→ WHAT THE TASK REQUIRES
Copy the following lines again exactly as they appear, changing nothing.

(Dataset entries)
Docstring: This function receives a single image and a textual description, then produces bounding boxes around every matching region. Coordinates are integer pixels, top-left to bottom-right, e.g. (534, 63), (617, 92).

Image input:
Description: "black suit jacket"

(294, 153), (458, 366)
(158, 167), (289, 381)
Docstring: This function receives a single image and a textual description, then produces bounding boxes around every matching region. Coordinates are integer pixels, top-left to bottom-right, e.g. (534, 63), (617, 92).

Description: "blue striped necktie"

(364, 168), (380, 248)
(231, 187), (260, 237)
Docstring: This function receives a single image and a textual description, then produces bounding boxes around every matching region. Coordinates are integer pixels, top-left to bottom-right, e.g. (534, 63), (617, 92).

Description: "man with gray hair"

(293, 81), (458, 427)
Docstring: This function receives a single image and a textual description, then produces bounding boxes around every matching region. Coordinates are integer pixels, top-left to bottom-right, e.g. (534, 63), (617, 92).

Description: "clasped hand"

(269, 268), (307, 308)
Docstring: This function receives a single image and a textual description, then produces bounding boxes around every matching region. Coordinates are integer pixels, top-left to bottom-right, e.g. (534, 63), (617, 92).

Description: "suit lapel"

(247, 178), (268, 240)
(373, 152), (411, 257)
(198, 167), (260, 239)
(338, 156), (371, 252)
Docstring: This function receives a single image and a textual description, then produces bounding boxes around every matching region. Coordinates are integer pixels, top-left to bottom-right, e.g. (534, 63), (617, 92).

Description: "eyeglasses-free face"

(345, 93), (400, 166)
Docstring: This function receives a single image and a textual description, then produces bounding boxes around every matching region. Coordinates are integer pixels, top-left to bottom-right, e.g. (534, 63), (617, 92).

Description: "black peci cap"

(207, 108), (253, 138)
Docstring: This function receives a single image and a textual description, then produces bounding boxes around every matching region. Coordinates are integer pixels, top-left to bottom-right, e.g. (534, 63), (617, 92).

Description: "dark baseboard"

→ WRITTEN RESPONSE
Docstring: This function receives a single image and a textual description, then produces bounding boxes around every matching region. Coordinates are integer pixels, top-left to bottom-right, e.g. (534, 63), (617, 92).

Image input:
Description: "black suit jacket"

(294, 153), (458, 366)
(158, 167), (289, 381)
Docstring: This function receives a single image and a textual description, then produces bounding boxes around every matching region. Coordinates are integer pixels, top-left to bottom-right, e.g. (534, 63), (617, 92).

Description: "blue striped necktie"

(364, 168), (380, 248)
(231, 187), (260, 237)
Docstring: This function receives a single image and a textual description, then produces bounding boxes around every matching region. Coordinates are integer pixels, top-left to bottom-right, e.g. (534, 63), (617, 92).

Description: "man with gray hair"

(293, 81), (458, 427)
Docstring: This function receives a single image and a textual description, then produces bounding boxes around every matching region. Coordinates are integer pixels, top-left to bottom-right, e.g. (534, 63), (617, 92).

Description: "clasped hand"

(269, 268), (307, 308)
Docstring: This function receives a single image and a textual description, then produces bounding boxes around every matching region. Coordinates are integer pixels, top-left to bottom-right, e.g. (534, 63), (617, 92).

Description: "suit lapel"

(247, 178), (268, 240)
(373, 152), (411, 257)
(198, 167), (260, 239)
(338, 156), (371, 252)
Docstring: This function receives a single image and a textual description, then produces bounding boxes around every matching region. Coordinates are integer pixels, top-left to bottom-right, e.g. (534, 63), (617, 92).

Description: "eyeglasses-free face"

(345, 93), (400, 166)
Docstring: This function receives a single image and a textual description, then produces bounding boxes around every matching region. Coordinates are integer pixels, top-left to bottom-right, e.g. (534, 63), (617, 92).

Description: "black peci cap"

(207, 108), (253, 138)
Docstring: This function receives a single image and a textual description, then produces bounding boxes around every matching region. Coordinates are integer pixels, top-left to bottom-right, e.g. (534, 63), (617, 92).

Description: "dark baseboard"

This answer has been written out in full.